==== EXCERPTED RECORDS

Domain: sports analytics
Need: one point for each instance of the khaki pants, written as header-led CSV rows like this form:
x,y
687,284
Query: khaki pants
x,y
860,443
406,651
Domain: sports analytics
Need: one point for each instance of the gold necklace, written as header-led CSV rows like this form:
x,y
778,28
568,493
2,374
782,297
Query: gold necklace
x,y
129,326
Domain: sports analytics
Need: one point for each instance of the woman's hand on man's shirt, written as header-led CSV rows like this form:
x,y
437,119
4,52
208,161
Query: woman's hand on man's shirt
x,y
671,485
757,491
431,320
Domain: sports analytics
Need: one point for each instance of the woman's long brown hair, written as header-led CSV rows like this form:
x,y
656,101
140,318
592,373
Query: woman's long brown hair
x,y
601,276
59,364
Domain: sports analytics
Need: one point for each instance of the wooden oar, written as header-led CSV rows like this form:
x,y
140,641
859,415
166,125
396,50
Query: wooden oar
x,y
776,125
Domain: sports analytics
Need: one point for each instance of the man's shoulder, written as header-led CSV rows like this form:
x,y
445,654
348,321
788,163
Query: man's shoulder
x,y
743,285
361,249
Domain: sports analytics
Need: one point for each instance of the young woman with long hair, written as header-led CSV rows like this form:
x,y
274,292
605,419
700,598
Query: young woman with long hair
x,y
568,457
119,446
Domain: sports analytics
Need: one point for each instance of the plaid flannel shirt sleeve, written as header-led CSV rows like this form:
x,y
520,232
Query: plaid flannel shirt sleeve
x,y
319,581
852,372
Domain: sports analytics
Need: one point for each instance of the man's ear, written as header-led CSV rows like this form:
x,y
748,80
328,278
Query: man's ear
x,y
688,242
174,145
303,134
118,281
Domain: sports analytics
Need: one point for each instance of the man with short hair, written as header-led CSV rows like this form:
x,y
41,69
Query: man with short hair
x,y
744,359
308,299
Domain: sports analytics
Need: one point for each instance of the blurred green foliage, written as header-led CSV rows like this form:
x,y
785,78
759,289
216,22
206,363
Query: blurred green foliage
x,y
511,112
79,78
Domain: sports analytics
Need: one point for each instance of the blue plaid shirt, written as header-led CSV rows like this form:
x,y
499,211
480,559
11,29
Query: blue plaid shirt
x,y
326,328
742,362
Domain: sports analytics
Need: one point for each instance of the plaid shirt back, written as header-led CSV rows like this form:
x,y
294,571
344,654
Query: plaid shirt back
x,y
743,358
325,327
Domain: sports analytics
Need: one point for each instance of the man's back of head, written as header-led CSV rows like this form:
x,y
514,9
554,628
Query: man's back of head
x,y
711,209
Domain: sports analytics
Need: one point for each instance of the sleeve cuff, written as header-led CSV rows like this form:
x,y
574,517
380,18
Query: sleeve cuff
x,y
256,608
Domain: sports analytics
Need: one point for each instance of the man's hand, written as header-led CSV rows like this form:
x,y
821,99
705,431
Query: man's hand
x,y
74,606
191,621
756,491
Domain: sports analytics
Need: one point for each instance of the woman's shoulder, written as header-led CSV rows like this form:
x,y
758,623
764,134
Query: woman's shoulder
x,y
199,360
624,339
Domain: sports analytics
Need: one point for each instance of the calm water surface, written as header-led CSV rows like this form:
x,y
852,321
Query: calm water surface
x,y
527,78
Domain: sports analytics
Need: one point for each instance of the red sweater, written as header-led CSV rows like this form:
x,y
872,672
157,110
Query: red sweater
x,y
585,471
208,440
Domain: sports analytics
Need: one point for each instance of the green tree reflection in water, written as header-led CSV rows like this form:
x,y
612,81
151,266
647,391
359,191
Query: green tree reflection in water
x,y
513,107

========

GOAL: Restate all of the entries exactly, please.

WRITTEN RESPONSE:
Domain: sports analytics
Need: one point for each instance of the khaki pants, written as header-led CSV rows like this form:
x,y
687,284
Query: khaki pants
x,y
860,443
406,651
Domain: sports analytics
Need: one point for each instance of the gold necklace, written as header-led CSV rows like this form:
x,y
778,28
568,493
2,374
782,297
Query: gold necklace
x,y
129,326
Domain: sports analytics
Need: one point for each instance of the woman's hand on man's shirt, written as header-led CSV rows like this form:
x,y
437,119
4,52
208,161
Query: woman's hand on man's shirt
x,y
671,485
757,491
431,320
Domain: sports analytics
Need: one point for each instance of the woman's long brown hair, written as header-led CSV rows like this form:
x,y
656,101
140,318
592,373
Query: woman's long brown hair
x,y
601,276
59,364
Domain: sports analytics
Need: one point for each instance of the wooden oar, written as header-led CSV rows like this form:
x,y
140,641
859,415
166,125
396,50
Query: wooden oar
x,y
776,125
Domain: sports analytics
Need: one point for each instance of the man's shoulder, written as header-led CSV rows like this form:
x,y
445,654
348,321
788,163
Query: man's shoulder
x,y
743,285
361,249
Domain: sports analytics
Need: one point for each instance of the young woman with long hair, written as header-led CSV rows like this form:
x,y
274,292
605,419
700,598
Query: young woman with long hair
x,y
568,457
119,446
Domain: sports analytics
Need: one point for each instance of the plaid flannel shirt sleeve, written as header-led CSV rows like this form:
x,y
520,232
Query: plaid flannel shirt sleeve
x,y
319,581
852,372
Domain: sports analytics
Need: one point for each instance of the man's ear, written as header-led CSV rows like this form:
x,y
748,80
328,278
Query: man's ear
x,y
688,242
174,145
303,134
118,281
Domain: sports analytics
Need: one point for each instance of the man with short hair, written as header-led CSV rows like this form:
x,y
41,69
Query: man with short hair
x,y
744,359
308,299
Domain: sports analytics
Need: one point for each instance of the blurred green foliage, written as header-led CSV rows like this form:
x,y
785,78
759,289
216,22
206,363
Query: blurred green foliage
x,y
511,112
79,78
Domain: sports analytics
Need: one point for each instance of the blue plaid shirt, written as header-led CSV rows like this form:
x,y
499,211
480,559
11,29
Query: blue plaid shirt
x,y
326,328
742,362
Domain: sports analytics
Need: one point for each instance of the plaid shirt back, written as header-led CSV rows like this form:
x,y
294,571
344,654
Query: plaid shirt back
x,y
743,358
325,327
Domain: sports analytics
Need: one point for each instance of the man's back of head, written as header-led CSV rows like this form:
x,y
514,9
554,628
Query: man's back of head
x,y
711,209
Domain: sports analytics
Need: one point for each instance of the sleeve cuff, written as header-led CSV rows like this form:
x,y
574,517
380,18
Query: sleeve cuff
x,y
256,608
Domain: sports analytics
Need: one point for each instance of the man's hand, written as header-led CSV rows like this form:
x,y
821,99
705,431
Query: man's hand
x,y
74,606
191,621
756,491
Domain: sports analytics
Need: one point for each instance of the woman's shoulder, written as header-led CSV rows like this form:
x,y
758,623
764,134
Query: woman's shoulder
x,y
199,360
624,339
Domain: sports analytics
Need: one point for each instance of the calm water surface, written as header-led CSV rows like this form:
x,y
852,321
Query: calm water surface
x,y
527,78
Domain: sports analytics
Need: one point for each instance of the red sweater, written as header-led CSV rows like this form:
x,y
872,672
157,110
Query: red sweater
x,y
585,471
208,440
Domain: sports analytics
Need: one point for each instance of the green tree reflection in water, written as header-led CSV rows like this form:
x,y
612,81
151,266
647,391
359,191
Query: green tree reflection in water
x,y
513,107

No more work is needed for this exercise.